■ TASK BRIEF ■
Find each line in the records below that contains the string "Target" and copy it out in full, treating uppercase and lowercase letters as different.

■ INFORMATION GIVEN ■
%%

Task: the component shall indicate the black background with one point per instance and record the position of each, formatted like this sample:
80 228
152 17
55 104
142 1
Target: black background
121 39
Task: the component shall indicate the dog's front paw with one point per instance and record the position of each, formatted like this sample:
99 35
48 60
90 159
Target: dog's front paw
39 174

%%
%%

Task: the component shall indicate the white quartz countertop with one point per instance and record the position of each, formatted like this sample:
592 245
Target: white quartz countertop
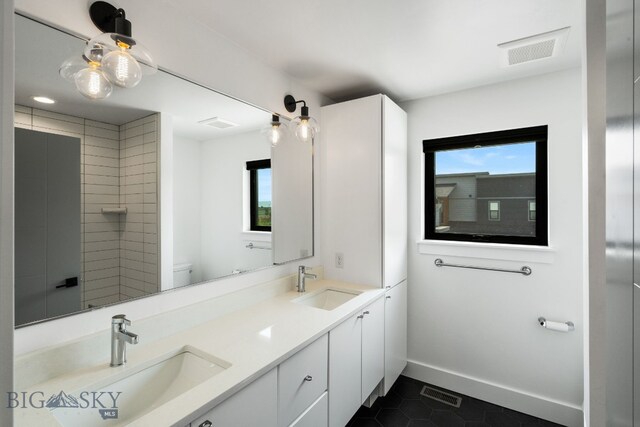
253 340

%%

■ EXPECTED ANSWER ■
Target: black background
Target: dog's front paw
Target: white quartz countertop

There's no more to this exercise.